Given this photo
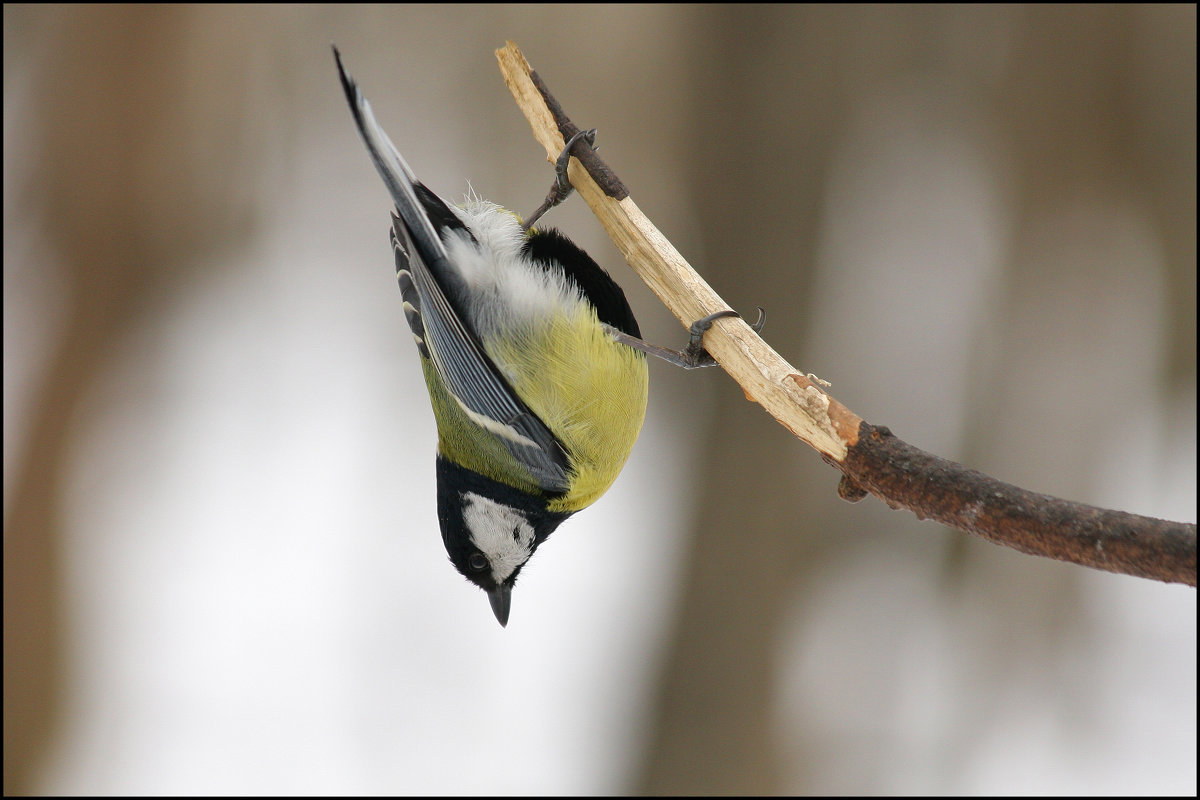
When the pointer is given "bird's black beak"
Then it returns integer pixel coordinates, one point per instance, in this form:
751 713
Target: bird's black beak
501 599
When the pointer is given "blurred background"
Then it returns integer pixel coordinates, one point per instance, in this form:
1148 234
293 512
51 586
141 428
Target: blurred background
222 569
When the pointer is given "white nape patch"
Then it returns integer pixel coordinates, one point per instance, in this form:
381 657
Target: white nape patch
509 290
502 533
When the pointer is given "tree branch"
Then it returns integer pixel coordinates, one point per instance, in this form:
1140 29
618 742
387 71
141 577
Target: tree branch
870 458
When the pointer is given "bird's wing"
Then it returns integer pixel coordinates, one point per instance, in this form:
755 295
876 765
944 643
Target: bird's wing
456 353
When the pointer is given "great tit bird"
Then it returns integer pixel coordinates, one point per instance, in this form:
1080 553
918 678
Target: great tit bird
538 404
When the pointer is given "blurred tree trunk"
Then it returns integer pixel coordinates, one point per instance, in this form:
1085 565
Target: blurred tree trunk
125 209
762 527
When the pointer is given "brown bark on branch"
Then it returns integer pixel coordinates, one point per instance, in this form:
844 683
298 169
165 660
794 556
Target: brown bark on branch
871 459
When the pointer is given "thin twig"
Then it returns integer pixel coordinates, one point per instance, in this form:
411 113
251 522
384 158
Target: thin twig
871 458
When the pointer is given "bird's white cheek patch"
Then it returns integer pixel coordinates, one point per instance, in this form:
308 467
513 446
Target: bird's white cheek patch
502 533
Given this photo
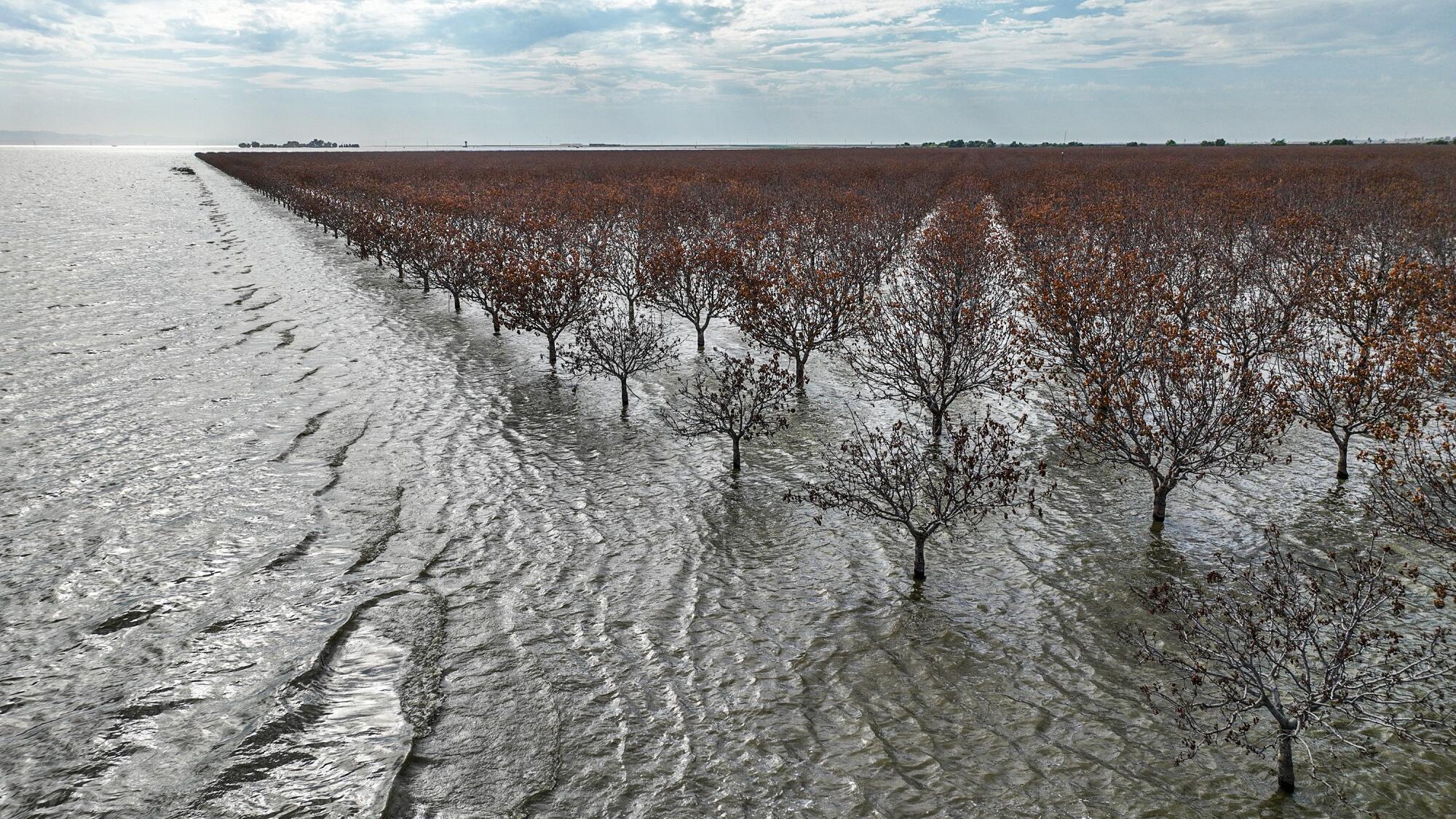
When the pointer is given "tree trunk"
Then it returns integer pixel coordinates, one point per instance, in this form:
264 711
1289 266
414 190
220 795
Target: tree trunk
1161 499
1286 761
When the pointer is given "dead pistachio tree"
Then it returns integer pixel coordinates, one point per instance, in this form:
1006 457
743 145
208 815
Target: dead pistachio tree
1275 653
618 344
941 330
737 397
691 263
1375 344
554 285
1126 318
1416 477
796 293
924 484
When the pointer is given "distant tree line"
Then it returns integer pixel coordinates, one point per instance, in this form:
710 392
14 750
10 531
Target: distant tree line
1177 312
296 143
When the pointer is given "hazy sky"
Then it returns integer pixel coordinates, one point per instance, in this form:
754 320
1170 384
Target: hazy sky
732 71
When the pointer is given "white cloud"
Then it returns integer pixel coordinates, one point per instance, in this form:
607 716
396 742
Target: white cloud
624 47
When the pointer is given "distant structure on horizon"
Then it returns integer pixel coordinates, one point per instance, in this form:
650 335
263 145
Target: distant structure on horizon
296 143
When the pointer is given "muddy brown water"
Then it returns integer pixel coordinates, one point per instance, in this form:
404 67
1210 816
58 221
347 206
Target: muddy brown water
282 538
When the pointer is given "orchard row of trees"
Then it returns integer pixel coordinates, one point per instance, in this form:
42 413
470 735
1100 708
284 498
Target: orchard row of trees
1173 314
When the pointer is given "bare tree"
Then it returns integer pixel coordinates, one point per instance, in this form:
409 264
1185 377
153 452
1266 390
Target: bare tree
943 328
1266 654
740 398
924 484
618 344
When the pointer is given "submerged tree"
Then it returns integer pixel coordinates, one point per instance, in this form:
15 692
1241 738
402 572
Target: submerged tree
1416 477
691 267
924 484
941 330
796 293
620 344
740 398
1266 654
1129 318
1377 344
555 285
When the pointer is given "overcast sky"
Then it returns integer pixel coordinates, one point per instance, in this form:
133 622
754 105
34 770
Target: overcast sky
732 71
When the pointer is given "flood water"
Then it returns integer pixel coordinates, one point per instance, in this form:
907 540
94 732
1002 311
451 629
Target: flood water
283 538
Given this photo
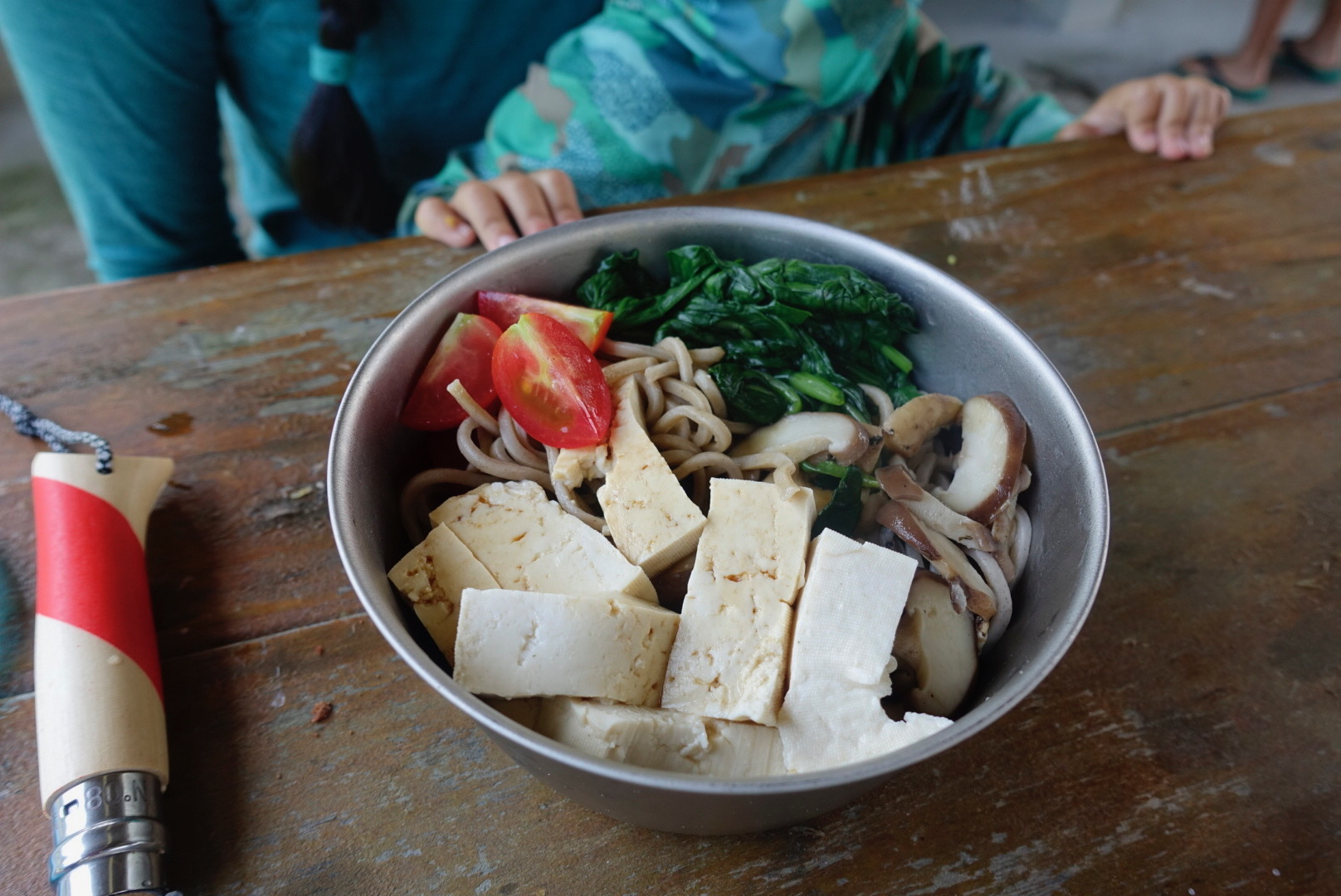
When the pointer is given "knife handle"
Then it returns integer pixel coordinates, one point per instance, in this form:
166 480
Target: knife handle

__Exercise prompt__:
Gather every line of the records above that contains the word "trees", and copy each one out in full. Case counts.

__Result of this exercise__:
When the pointer is given "orchard row of trees"
Target: orchard row of trees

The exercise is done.